--- START OF Record set ---
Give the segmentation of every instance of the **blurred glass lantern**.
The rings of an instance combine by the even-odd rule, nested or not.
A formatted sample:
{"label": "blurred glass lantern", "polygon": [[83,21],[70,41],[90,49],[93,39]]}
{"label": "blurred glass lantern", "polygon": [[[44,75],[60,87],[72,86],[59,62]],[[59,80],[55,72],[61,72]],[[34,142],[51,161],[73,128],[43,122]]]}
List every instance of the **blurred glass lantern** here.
--- END OF Record set ---
Exercise objective.
Rewrite the records above as a numbered list, one line per item, and omit any blank lines.

Full solution.
1. Give the segmentation of every instance of the **blurred glass lantern**.
2. The rings of an instance combine by the even-odd rule, nested or not.
3. A formatted sample:
4. {"label": "blurred glass lantern", "polygon": [[83,21],[70,41],[90,49],[93,39]]}
5. {"label": "blurred glass lantern", "polygon": [[[44,75],[60,87],[72,86],[59,62]],[[59,80],[55,72],[61,72]],[[34,142],[51,161],[73,128],[43,122]]]}
6. List every instance of the **blurred glass lantern** here.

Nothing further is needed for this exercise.